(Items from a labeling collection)
+ + + + + + +

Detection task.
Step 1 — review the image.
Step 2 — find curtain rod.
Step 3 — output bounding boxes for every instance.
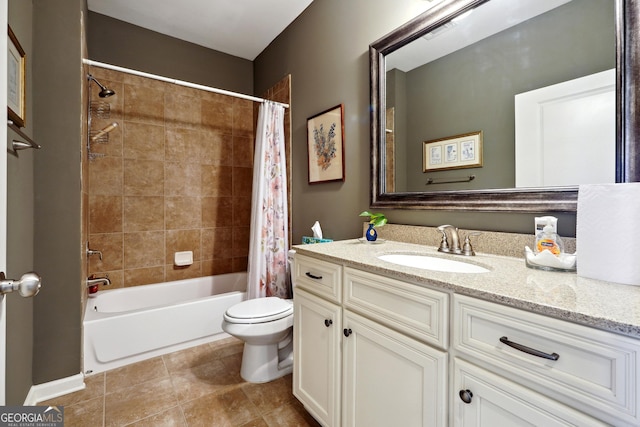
[82,58,289,108]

+ + + + + + +

(Description of the task) Rewrite the listing with "curtain rod" changed to "towel bar" and every other part left as it is. Omit the pictures from your version.

(Worked answer)
Detection task.
Step 1 — review the image.
Step 2 — find towel bar.
Step 3 — output bounding boxes for every instance.
[82,58,289,108]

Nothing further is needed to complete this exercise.